__AIM OF THE TASK__
Pull out every one of the lines below and copy them word for word, leaving the pictures out of your answer.
## Begin GIVEN DATA
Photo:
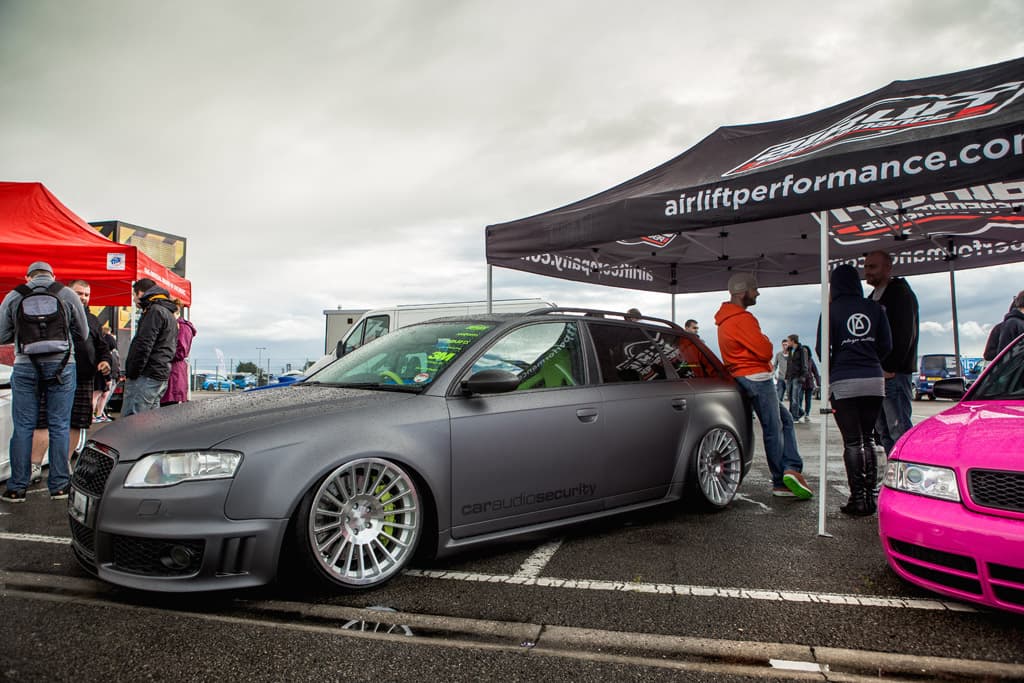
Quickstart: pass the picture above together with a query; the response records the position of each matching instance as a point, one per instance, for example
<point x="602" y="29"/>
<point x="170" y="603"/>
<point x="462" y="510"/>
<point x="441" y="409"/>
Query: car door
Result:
## End GIVEN DATA
__WRITTEN SOLUTION__
Photo:
Quickstart: pass the picture above together with a query; the response records the position of each matching instance as a point, one per instance, for example
<point x="602" y="29"/>
<point x="170" y="603"/>
<point x="462" y="510"/>
<point x="441" y="409"/>
Query: car door
Result:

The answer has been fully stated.